_Given problem_.
Pull each line from the listing below that contains the string "blue". The match is case-sensitive.

++++++++++++++++++++

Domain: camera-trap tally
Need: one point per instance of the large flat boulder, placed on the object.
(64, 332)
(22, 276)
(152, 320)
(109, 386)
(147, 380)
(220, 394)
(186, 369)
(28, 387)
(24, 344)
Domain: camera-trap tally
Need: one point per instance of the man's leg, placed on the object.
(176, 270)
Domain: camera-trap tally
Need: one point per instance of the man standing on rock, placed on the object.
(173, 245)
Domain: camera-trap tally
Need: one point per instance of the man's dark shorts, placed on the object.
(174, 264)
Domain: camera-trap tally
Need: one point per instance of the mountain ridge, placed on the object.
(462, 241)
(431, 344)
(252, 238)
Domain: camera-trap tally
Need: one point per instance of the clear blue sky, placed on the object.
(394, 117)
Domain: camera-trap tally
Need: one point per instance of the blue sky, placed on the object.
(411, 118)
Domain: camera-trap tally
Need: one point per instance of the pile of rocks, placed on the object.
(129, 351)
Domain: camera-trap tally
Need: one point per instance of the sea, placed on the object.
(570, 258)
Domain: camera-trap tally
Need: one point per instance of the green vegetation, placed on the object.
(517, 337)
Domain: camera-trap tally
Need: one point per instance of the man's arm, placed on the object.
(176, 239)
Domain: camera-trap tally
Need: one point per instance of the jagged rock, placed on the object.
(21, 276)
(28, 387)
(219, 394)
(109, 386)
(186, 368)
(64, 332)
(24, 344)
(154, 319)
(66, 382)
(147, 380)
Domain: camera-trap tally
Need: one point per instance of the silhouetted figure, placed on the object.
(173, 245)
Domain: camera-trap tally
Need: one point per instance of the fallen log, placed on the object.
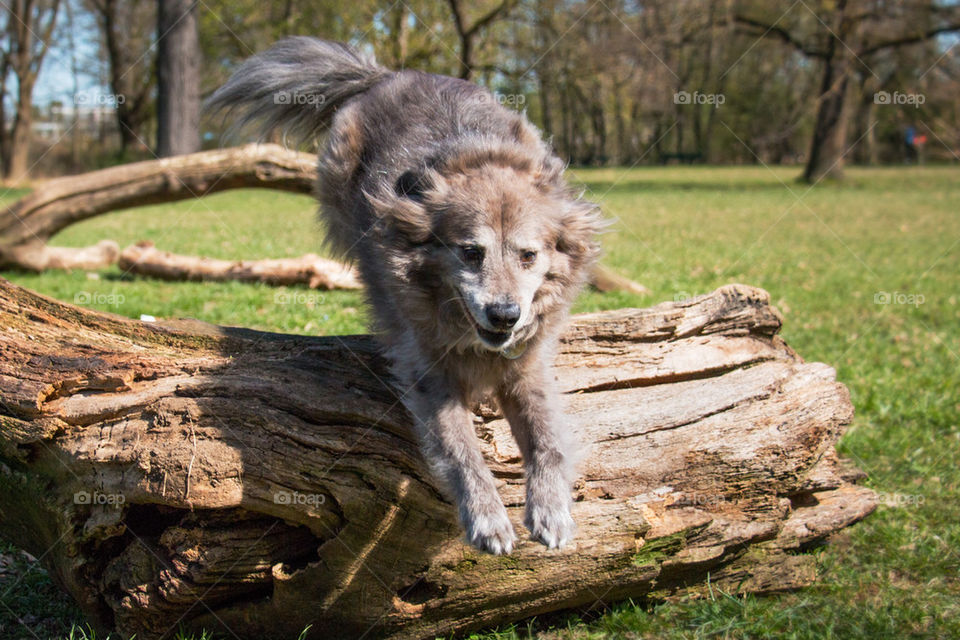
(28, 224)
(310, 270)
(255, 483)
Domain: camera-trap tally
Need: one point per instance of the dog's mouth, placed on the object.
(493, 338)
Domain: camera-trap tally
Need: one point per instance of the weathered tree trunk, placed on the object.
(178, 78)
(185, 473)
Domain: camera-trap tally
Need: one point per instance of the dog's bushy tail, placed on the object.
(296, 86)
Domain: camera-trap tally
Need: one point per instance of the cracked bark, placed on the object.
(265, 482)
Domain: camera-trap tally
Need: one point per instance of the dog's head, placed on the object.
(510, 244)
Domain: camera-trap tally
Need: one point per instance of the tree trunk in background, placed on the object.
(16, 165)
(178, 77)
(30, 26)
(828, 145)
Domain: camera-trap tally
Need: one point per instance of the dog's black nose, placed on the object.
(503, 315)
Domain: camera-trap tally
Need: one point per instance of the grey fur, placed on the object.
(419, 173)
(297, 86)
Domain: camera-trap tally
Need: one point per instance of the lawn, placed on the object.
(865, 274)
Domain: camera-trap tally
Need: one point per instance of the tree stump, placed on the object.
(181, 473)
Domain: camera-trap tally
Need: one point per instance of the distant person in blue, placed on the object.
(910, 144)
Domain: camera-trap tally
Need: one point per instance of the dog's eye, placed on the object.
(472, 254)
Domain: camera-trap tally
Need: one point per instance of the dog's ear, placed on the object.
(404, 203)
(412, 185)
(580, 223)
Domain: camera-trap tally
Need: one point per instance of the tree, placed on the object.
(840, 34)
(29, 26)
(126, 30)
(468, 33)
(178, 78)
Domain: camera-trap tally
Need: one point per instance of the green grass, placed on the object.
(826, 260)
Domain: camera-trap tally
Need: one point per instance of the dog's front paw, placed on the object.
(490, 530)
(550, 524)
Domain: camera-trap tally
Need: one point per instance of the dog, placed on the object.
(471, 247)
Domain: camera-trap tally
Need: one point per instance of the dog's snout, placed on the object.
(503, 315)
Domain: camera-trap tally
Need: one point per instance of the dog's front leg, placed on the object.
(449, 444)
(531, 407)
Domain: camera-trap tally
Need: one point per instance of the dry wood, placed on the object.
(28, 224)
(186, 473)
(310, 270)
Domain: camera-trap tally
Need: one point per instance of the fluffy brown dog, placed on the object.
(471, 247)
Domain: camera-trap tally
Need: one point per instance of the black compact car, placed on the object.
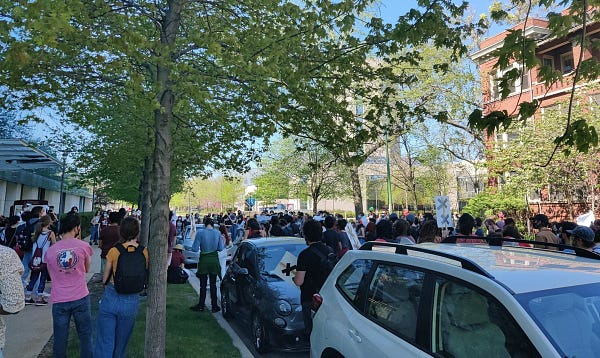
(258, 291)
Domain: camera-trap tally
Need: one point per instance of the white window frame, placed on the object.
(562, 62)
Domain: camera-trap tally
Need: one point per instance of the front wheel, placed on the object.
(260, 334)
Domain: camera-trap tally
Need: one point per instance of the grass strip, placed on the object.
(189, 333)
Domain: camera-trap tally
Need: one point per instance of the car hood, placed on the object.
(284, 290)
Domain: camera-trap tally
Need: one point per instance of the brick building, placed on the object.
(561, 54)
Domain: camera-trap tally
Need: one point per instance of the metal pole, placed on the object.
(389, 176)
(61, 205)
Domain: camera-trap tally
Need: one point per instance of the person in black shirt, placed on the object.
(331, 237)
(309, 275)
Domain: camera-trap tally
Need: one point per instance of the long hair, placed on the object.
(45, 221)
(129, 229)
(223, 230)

++++++++++++++++++++

_Complete response_.
Need: one point per instance of the clear blue sky, placed on the object.
Need: one point per instance of the blue sky, placed on the object.
Need: one point per instance of the distant person in blue, placed on the object.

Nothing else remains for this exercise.